Format the lines below as a numbered list, omitting any blank lines.

# Start of DATASET EXTRACT

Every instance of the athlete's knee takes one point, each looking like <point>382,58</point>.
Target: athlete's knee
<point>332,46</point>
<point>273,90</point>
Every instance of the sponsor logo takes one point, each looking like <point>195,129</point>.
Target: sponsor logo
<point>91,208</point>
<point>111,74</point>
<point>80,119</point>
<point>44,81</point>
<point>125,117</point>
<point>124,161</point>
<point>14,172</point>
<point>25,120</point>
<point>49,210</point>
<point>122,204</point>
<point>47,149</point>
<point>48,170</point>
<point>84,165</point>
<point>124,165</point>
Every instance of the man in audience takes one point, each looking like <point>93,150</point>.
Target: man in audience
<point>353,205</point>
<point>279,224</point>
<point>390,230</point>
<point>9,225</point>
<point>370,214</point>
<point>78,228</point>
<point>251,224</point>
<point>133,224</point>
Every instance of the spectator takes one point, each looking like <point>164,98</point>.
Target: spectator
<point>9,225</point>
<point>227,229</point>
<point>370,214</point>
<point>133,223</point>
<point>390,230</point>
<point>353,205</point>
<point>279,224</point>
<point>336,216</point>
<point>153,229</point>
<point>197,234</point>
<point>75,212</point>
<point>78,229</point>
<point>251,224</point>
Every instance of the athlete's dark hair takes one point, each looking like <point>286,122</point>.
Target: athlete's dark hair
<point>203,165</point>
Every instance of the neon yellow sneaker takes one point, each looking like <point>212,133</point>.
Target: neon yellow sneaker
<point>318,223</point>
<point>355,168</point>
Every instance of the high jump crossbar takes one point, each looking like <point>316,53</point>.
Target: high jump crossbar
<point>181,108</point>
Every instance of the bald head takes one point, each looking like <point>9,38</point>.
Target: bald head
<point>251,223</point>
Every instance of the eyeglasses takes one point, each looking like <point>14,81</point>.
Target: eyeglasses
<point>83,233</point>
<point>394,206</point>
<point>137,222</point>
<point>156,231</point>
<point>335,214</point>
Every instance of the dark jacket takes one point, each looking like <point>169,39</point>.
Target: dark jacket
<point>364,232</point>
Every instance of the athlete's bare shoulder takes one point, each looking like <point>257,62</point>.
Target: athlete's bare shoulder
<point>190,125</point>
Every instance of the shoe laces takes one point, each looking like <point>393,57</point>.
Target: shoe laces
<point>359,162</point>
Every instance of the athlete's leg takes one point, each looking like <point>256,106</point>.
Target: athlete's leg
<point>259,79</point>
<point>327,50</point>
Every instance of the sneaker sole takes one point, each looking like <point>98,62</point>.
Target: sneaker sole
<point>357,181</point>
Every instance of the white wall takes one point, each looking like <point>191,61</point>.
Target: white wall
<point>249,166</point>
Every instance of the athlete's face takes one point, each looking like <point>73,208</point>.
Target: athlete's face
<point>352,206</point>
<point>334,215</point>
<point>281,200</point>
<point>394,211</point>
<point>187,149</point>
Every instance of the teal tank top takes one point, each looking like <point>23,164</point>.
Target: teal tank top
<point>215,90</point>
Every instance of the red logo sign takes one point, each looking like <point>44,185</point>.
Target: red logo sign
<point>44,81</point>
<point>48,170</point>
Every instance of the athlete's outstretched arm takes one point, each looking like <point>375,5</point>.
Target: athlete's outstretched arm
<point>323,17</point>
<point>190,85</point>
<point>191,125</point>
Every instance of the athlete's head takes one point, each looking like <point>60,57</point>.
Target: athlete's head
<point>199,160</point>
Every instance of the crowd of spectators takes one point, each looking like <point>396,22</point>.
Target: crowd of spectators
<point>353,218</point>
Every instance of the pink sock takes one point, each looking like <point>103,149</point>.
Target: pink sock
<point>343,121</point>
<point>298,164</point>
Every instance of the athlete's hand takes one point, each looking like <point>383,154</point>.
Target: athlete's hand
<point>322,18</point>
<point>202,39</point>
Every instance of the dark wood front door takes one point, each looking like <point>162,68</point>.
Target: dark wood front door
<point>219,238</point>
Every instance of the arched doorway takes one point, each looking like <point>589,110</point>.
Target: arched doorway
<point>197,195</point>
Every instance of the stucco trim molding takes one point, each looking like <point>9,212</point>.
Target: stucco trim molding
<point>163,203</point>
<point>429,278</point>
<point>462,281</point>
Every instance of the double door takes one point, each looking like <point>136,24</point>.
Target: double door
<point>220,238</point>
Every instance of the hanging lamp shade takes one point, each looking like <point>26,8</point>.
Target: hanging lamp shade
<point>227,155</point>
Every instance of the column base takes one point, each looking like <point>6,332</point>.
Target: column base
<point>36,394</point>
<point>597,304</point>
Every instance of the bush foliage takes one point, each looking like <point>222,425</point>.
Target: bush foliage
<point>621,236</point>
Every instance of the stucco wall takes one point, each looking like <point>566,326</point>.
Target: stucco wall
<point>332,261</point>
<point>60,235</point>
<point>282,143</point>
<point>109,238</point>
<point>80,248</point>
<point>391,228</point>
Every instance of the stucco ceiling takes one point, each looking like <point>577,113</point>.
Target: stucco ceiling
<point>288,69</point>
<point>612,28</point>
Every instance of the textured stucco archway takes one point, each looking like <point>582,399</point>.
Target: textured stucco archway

# End of DATASET EXTRACT

* SOLVED PROBLEM *
1. Every instance of the athlete's knee takes one point, each looking like <point>382,58</point>.
2. Target: athlete's knee
3. <point>332,46</point>
4. <point>273,90</point>
5. Every instance of the sponsor logo takes one point, each looking like <point>195,129</point>.
6. Target: sponsor logo
7. <point>91,208</point>
8. <point>111,74</point>
9. <point>80,119</point>
10. <point>44,81</point>
11. <point>125,117</point>
12. <point>124,161</point>
13. <point>14,172</point>
14. <point>25,120</point>
15. <point>49,210</point>
16. <point>122,204</point>
17. <point>47,149</point>
18. <point>48,170</point>
19. <point>84,165</point>
20. <point>124,165</point>
21. Every instance of the man in audience takes one point, each looking like <point>93,150</point>.
22. Target: man in audience
23. <point>353,205</point>
24. <point>279,224</point>
25. <point>390,230</point>
26. <point>9,225</point>
27. <point>370,214</point>
28. <point>78,228</point>
29. <point>251,224</point>
30. <point>133,224</point>
31. Every instance of the spectator takes one point, each looking like <point>164,98</point>.
32. Target: spectator
33. <point>9,225</point>
34. <point>227,229</point>
35. <point>370,214</point>
36. <point>133,223</point>
37. <point>390,230</point>
38. <point>353,205</point>
39. <point>279,224</point>
40. <point>336,216</point>
41. <point>153,229</point>
42. <point>197,234</point>
43. <point>75,212</point>
44. <point>78,229</point>
45. <point>251,224</point>
46. Every instance of the athlete's dark hair takes one point, each looking like <point>286,122</point>.
47. Target: athlete's dark hair
48. <point>203,165</point>
49. Every instance of the neon yellow sneaker takes one point, each looking like <point>212,133</point>.
50. Target: neon yellow sneaker
51. <point>318,223</point>
52. <point>355,168</point>
53. Every instance of the high jump crossbar takes one point, each looking like <point>316,53</point>.
54. Target: high jump crossbar
55. <point>181,108</point>
56. Every instance of the bald head takes one point, each looking like <point>9,38</point>.
57. Target: bald head
58. <point>251,223</point>
59. Every instance of the eyeglasses takes one point, each looking like <point>14,81</point>.
60. Target: eyeglasses
61. <point>83,233</point>
62. <point>394,206</point>
63. <point>137,222</point>
64. <point>156,231</point>
65. <point>335,214</point>
66. Every instance of the dark jacket takes one point, each looking like <point>169,39</point>.
67. Target: dark jacket
68. <point>364,232</point>
69. Every instance of the athlete's bare shoulder takes one point, each looking like <point>257,62</point>.
70. Target: athlete's bare shoulder
71. <point>190,125</point>
72. Every instance of the shoe laces takes one point, each looking like <point>393,57</point>.
73. Target: shoe laces
74. <point>359,162</point>
75. Every instance of the athlete's leg takes one point, each looking like <point>256,106</point>.
76. Target: athlete's leg
77. <point>259,79</point>
78. <point>327,50</point>
79. Every instance of the sneaker sole takes one point, each looking like <point>98,62</point>.
80. Target: sneaker sole
81. <point>357,181</point>
82. Every instance of the white wall takes one point, each looking like <point>191,61</point>.
83. Target: white wall
84. <point>249,166</point>
85. Every instance of the athlete's face takes one point, each looking like <point>73,208</point>.
86. Target: athlete's face
87. <point>352,206</point>
88. <point>334,215</point>
89. <point>281,200</point>
90. <point>394,211</point>
91. <point>187,149</point>
92. Every instance of the teal tank top takes one point, each looking like <point>23,164</point>.
93. Target: teal tank top
94. <point>215,90</point>
95. Every instance of the red logo sign takes one point, each looking like <point>44,185</point>.
96. Target: red logo sign
97. <point>44,81</point>
98. <point>48,170</point>
99. Every instance of the athlete's outstretched arm takes one point, each looking like <point>375,5</point>.
100. Target: athlete's outstretched arm
101. <point>323,17</point>
102. <point>190,85</point>
103. <point>191,125</point>
104. Every instance of the athlete's head takes one point, each looking like <point>60,57</point>.
105. Target: athlete's head
106. <point>199,160</point>
107. Every instance of the crowd of spectators takes one point, each looking like <point>396,22</point>.
108. Target: crowd of spectators
109. <point>353,218</point>
110. Every instance of the pink sock takes one point, each looking like <point>103,149</point>.
111. Target: pink sock
112. <point>343,121</point>
113. <point>298,164</point>
114. Every instance of the athlete's hand takes one point, each looking like <point>383,154</point>.
115. Target: athlete's hand
116. <point>322,18</point>
117. <point>202,39</point>
118. Every instance of the dark wood front door takes one point, each looking like <point>162,68</point>.
119. Target: dark wood front door
120. <point>219,238</point>
121. Every instance of the arched doorway takes one point, each looking like <point>589,110</point>.
122. Target: arched doorway
123. <point>197,195</point>
124. Every instance of the stucco trim molding takes one point, each looking like <point>9,212</point>.
125. Target: stucco trim molding
126. <point>163,203</point>
127. <point>429,278</point>
128. <point>462,281</point>
129. Every instance of the double door takes one point, each looking like <point>136,24</point>.
130. Target: double door
131. <point>220,238</point>
132. Every instance of the hanging lamp shade takes one point, each looking like <point>26,8</point>.
133. Target: hanging lamp shade
134. <point>227,155</point>
135. Every instance of the column base takes one point, each looking like <point>6,332</point>.
136. Target: column base
137. <point>36,394</point>
138. <point>597,304</point>
139. Every instance of the bush foliage takes one point, each looking like <point>222,425</point>.
140. Target: bush foliage
141. <point>621,236</point>
142. Every instance of the stucco wall takes one point, each looking like <point>566,326</point>.
143. Target: stucco wall
144. <point>332,261</point>
145. <point>60,235</point>
146. <point>282,143</point>
147. <point>109,238</point>
148. <point>80,248</point>
149. <point>391,228</point>
150. Every instance of the stucco ceiling takes one point, each looking like <point>577,113</point>.
151. Target: stucco ceiling
152. <point>288,69</point>
153. <point>612,28</point>
154. Every instance of the textured stucco archway takes one point, each looking like <point>582,399</point>.
155. Target: textured stucco archway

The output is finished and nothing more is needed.